Dataset items:
-- Opening Marker --

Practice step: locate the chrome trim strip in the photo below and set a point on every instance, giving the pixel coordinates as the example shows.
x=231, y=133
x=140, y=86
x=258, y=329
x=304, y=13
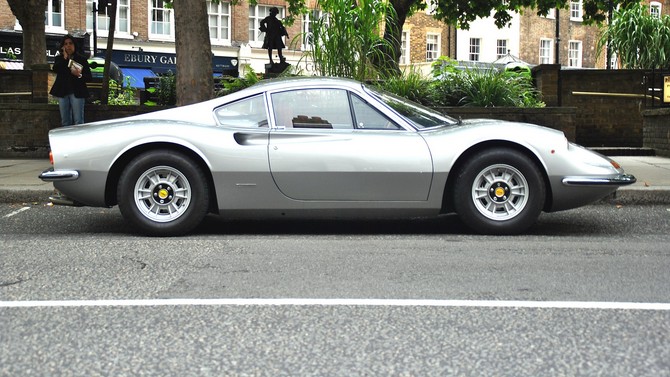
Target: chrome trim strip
x=619, y=180
x=51, y=175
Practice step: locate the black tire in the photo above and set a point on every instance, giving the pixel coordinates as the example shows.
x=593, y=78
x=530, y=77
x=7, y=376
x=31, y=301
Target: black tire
x=163, y=193
x=499, y=191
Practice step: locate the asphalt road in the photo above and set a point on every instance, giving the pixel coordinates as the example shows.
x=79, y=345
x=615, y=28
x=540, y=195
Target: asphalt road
x=585, y=292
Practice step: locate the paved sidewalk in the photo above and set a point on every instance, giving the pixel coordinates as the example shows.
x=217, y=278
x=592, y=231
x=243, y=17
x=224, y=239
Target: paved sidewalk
x=19, y=182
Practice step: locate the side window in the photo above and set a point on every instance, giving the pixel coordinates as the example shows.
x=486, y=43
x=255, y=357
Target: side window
x=312, y=108
x=247, y=113
x=368, y=117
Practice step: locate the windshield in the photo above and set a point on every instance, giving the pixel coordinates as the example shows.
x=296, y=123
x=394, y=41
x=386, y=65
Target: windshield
x=420, y=116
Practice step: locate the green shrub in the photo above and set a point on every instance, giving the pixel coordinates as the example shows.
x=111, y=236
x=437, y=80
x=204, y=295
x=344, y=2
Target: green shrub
x=412, y=86
x=121, y=95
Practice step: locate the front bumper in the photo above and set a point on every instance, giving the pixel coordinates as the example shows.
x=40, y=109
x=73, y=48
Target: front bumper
x=619, y=180
x=51, y=175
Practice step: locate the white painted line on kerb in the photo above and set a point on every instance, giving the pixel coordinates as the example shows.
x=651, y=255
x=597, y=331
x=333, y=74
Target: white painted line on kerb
x=340, y=302
x=16, y=212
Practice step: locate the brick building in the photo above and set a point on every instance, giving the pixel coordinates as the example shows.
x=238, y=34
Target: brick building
x=144, y=36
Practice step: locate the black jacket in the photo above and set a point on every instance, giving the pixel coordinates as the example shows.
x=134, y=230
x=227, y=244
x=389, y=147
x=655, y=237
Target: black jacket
x=66, y=83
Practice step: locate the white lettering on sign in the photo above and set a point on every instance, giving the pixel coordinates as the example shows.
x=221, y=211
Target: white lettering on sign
x=139, y=58
x=168, y=60
x=10, y=50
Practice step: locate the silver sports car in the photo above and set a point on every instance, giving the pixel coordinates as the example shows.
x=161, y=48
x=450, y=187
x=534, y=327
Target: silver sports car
x=322, y=148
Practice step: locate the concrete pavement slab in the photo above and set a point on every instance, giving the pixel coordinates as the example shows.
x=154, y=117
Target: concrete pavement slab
x=19, y=180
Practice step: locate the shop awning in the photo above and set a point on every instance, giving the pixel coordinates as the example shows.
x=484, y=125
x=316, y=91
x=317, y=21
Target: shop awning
x=137, y=76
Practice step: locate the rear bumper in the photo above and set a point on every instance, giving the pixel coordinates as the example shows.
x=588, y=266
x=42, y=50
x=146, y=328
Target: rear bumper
x=619, y=180
x=51, y=175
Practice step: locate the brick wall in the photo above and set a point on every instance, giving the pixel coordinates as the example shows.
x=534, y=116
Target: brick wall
x=608, y=102
x=657, y=130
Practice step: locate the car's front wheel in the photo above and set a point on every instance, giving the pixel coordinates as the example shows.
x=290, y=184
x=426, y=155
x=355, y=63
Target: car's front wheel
x=163, y=193
x=499, y=191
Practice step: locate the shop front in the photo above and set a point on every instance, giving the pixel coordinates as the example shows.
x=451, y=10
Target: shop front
x=136, y=65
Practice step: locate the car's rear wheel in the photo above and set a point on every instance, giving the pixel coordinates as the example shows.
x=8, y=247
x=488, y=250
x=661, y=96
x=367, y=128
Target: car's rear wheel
x=163, y=193
x=499, y=191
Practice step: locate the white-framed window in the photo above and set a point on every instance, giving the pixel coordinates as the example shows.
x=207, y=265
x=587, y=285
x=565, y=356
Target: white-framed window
x=256, y=14
x=219, y=22
x=54, y=16
x=546, y=49
x=575, y=10
x=575, y=54
x=308, y=21
x=432, y=47
x=161, y=20
x=655, y=8
x=404, y=47
x=102, y=21
x=475, y=49
x=501, y=48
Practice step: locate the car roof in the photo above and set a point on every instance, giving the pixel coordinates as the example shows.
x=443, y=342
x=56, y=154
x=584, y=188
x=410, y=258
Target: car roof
x=303, y=81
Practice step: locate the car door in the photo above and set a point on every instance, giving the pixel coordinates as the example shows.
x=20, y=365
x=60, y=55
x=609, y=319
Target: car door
x=316, y=152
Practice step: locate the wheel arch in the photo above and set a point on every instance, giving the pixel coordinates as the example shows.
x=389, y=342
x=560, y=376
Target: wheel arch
x=122, y=161
x=448, y=197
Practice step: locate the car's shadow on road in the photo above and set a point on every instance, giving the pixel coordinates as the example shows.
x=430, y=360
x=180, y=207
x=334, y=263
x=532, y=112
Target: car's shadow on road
x=70, y=220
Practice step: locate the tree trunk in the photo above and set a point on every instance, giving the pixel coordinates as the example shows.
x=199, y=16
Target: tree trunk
x=30, y=14
x=111, y=12
x=195, y=81
x=393, y=34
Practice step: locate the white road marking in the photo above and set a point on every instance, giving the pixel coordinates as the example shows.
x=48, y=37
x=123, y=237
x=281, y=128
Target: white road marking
x=16, y=212
x=341, y=302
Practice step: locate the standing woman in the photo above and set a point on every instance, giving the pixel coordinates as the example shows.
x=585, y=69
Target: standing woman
x=72, y=73
x=274, y=31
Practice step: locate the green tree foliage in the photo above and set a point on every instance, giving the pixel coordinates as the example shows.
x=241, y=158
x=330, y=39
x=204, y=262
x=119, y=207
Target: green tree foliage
x=346, y=40
x=639, y=39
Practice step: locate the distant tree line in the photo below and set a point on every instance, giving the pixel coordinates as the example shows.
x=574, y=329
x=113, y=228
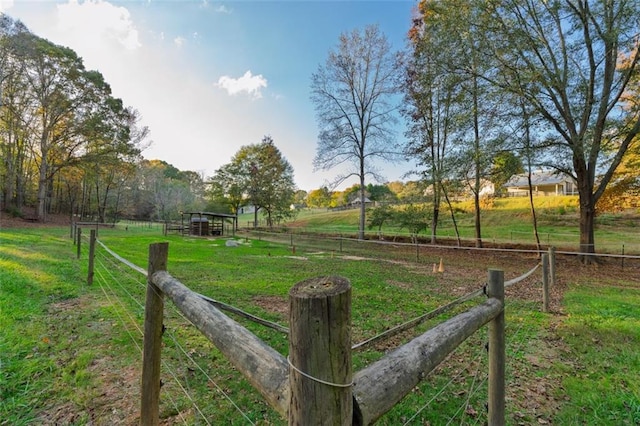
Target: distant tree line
x=487, y=89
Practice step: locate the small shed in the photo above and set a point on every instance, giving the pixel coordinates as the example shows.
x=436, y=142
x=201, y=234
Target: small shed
x=199, y=226
x=208, y=223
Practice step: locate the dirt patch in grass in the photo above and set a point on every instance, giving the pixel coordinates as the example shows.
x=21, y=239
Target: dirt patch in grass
x=275, y=304
x=532, y=393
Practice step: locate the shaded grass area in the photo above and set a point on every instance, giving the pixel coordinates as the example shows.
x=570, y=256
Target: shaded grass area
x=70, y=353
x=504, y=221
x=602, y=331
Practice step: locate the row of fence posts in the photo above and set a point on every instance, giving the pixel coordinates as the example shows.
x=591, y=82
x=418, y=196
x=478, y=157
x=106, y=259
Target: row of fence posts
x=315, y=383
x=322, y=298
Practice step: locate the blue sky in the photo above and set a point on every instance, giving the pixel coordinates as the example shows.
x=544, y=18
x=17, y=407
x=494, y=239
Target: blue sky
x=209, y=77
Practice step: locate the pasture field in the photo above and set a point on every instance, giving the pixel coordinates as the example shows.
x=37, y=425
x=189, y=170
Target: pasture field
x=505, y=221
x=70, y=353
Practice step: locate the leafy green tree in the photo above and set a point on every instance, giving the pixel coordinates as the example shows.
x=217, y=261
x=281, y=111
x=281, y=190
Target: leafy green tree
x=228, y=187
x=319, y=198
x=380, y=193
x=414, y=218
x=505, y=165
x=573, y=63
x=378, y=216
x=260, y=175
x=352, y=95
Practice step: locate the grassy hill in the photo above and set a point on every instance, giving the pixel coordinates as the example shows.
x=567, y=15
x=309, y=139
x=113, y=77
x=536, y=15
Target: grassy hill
x=504, y=220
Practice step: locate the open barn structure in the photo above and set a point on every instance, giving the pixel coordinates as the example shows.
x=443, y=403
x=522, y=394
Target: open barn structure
x=204, y=223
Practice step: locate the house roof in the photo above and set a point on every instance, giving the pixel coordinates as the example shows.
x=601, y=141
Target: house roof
x=538, y=179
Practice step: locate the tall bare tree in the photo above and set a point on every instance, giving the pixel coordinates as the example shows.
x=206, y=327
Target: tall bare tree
x=572, y=62
x=352, y=93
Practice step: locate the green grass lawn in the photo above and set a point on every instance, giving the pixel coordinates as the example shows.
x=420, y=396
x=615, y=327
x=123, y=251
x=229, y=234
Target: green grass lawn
x=506, y=220
x=70, y=354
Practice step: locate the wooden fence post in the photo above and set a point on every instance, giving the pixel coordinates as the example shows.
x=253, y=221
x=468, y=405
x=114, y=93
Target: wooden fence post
x=320, y=352
x=92, y=253
x=552, y=266
x=153, y=318
x=78, y=239
x=545, y=282
x=497, y=353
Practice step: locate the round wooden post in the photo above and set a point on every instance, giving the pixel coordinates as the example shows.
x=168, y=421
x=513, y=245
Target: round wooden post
x=320, y=352
x=545, y=282
x=153, y=318
x=497, y=353
x=92, y=254
x=552, y=266
x=78, y=244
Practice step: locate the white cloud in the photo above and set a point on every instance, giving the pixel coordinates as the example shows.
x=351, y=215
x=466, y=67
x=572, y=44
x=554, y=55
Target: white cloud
x=248, y=83
x=94, y=20
x=5, y=4
x=223, y=9
x=179, y=41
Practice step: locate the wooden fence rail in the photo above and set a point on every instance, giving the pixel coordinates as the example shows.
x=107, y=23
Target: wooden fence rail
x=315, y=385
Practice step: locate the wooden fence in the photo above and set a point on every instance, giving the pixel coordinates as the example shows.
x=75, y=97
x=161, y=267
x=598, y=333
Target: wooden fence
x=315, y=384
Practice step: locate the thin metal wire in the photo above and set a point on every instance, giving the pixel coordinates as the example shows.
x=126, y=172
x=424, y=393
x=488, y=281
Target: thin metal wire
x=454, y=378
x=169, y=369
x=135, y=342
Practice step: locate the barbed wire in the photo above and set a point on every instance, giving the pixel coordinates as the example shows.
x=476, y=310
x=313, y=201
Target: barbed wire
x=172, y=336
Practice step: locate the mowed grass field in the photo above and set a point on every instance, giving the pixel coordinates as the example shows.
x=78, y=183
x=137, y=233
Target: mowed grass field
x=70, y=353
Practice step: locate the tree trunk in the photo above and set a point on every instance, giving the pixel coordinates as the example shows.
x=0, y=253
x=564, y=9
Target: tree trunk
x=42, y=188
x=436, y=212
x=362, y=208
x=476, y=199
x=453, y=216
x=587, y=224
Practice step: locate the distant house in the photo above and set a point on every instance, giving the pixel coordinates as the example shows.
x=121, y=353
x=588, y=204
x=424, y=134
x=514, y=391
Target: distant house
x=542, y=183
x=356, y=202
x=249, y=208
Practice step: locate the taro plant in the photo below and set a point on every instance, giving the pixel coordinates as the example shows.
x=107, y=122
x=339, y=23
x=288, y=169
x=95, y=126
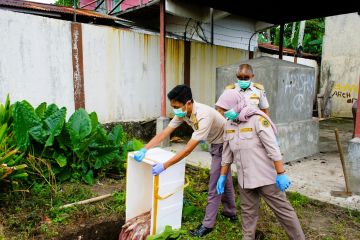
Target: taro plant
x=78, y=149
x=11, y=169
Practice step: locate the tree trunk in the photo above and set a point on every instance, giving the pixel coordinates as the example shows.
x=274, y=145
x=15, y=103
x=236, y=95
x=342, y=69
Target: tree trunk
x=293, y=31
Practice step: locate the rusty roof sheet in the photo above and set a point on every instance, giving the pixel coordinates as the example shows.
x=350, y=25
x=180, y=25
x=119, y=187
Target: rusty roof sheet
x=43, y=7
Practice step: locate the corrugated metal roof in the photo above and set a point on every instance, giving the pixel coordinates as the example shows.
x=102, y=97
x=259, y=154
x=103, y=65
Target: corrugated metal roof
x=270, y=48
x=42, y=7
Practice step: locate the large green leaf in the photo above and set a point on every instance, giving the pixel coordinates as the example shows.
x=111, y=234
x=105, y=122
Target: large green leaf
x=40, y=110
x=79, y=126
x=61, y=160
x=39, y=133
x=3, y=130
x=55, y=123
x=94, y=121
x=134, y=145
x=2, y=114
x=51, y=109
x=25, y=118
x=89, y=177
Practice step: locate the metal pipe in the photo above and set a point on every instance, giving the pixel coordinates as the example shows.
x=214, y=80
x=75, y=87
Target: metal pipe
x=113, y=9
x=74, y=10
x=281, y=40
x=357, y=124
x=212, y=25
x=162, y=59
x=101, y=2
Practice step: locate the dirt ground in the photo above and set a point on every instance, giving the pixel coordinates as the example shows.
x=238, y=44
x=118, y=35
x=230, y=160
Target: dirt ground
x=313, y=176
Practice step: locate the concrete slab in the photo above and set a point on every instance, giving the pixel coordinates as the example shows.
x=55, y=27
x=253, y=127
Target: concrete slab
x=353, y=164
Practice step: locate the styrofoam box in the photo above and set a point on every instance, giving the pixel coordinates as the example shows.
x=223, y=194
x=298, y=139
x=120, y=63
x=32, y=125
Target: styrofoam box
x=140, y=192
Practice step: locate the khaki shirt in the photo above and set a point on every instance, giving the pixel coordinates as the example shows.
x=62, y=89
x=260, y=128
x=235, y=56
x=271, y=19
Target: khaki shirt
x=252, y=147
x=207, y=123
x=255, y=96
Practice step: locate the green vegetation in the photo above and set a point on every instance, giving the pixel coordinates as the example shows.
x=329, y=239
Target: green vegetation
x=313, y=35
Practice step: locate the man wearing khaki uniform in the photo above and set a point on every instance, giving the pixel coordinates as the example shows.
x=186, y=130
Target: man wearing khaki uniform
x=249, y=142
x=208, y=125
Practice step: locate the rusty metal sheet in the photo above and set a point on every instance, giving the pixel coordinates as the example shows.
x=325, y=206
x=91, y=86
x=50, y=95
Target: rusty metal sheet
x=53, y=8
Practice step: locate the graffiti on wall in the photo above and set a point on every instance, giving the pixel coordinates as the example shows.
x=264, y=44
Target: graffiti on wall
x=299, y=86
x=347, y=92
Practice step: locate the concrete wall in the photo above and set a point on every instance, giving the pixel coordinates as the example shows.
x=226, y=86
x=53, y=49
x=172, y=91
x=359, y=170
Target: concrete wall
x=290, y=89
x=121, y=68
x=35, y=59
x=204, y=61
x=341, y=61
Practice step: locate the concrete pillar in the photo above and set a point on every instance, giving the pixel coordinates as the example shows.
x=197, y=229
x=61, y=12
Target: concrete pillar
x=161, y=124
x=353, y=165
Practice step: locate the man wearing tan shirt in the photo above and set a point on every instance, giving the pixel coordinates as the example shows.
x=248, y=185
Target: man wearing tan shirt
x=208, y=125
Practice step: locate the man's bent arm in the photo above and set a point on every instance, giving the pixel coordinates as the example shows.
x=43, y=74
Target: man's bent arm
x=266, y=111
x=182, y=154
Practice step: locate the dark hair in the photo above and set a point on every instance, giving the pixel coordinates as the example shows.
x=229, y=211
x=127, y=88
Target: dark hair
x=180, y=93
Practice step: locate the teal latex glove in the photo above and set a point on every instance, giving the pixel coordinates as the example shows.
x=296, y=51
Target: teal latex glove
x=283, y=182
x=139, y=156
x=220, y=185
x=157, y=168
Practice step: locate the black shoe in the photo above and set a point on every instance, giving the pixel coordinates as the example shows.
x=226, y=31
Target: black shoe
x=200, y=231
x=233, y=218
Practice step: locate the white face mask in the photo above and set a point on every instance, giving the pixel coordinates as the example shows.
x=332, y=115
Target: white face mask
x=179, y=112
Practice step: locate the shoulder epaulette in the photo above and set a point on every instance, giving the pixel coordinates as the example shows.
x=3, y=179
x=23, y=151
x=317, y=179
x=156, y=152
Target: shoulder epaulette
x=259, y=86
x=230, y=86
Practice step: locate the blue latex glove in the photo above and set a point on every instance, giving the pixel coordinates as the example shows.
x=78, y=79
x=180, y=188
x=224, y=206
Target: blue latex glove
x=220, y=185
x=139, y=156
x=157, y=168
x=283, y=182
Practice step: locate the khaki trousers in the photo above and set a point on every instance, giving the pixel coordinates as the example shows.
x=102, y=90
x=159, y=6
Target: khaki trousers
x=277, y=201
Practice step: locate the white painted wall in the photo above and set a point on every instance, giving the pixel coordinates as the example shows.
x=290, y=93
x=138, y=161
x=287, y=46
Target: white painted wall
x=122, y=74
x=341, y=61
x=35, y=59
x=121, y=67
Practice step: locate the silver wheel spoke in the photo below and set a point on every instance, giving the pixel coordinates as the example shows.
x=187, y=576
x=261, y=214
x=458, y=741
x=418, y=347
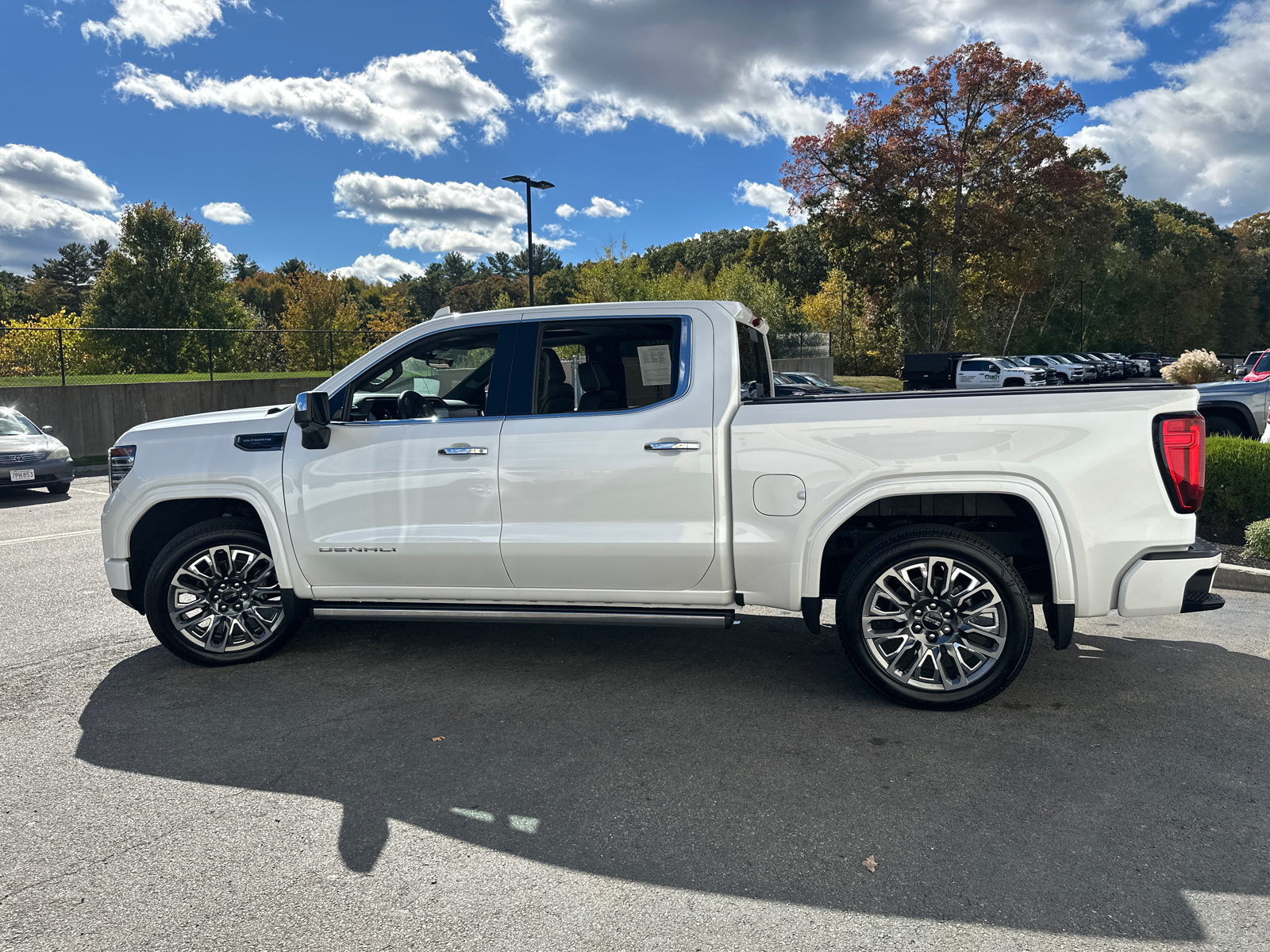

-- Closing Marker --

Transcribe the records above exactly, beginning at the line that contains "Target: paved sidewalk" and ending with the line that contains "x=655, y=237", both included, and nothing else.

_TASK OUTPUT_.
Target: paved sidewalk
x=19, y=182
Practice step: locate the side window in the photo above and set a point on every instance, giving the pixel coordinates as the example shows.
x=486, y=43
x=255, y=357
Target: side window
x=312, y=108
x=247, y=113
x=368, y=117
Practice step: locate the windshield in the photo above and set a point on every instance, giving the pixel coordinates as the example shows.
x=296, y=123
x=394, y=41
x=386, y=65
Target: windshield
x=420, y=116
Practice step: locate the green shrub in the photo above and set a point on every instance, giving the pixel coordinates as the example shows.
x=111, y=236
x=437, y=80
x=204, y=295
x=344, y=2
Target: green shrub
x=412, y=86
x=121, y=95
Practice step: locate the front bumper in the photo above and set a point on every instance, giving the pixel coordinates as the example shows.
x=40, y=109
x=73, y=48
Target: front bumper
x=619, y=180
x=51, y=175
Practice step: locate the white painted line on kerb in the photo above and set a point on every instance, giving the pixel coordinates as the example shows.
x=651, y=255
x=597, y=331
x=333, y=74
Target: white painted line on kerb
x=340, y=302
x=16, y=212
Practice step: locate the brick building in the photo above and set a point on every instance, giving the pixel coordinates as the example shows.
x=238, y=34
Target: brick building
x=144, y=36
Practice step: locate the black jacket in the photo above and set a point on every instance, giving the pixel coordinates as the example shows.
x=134, y=230
x=227, y=244
x=389, y=147
x=655, y=237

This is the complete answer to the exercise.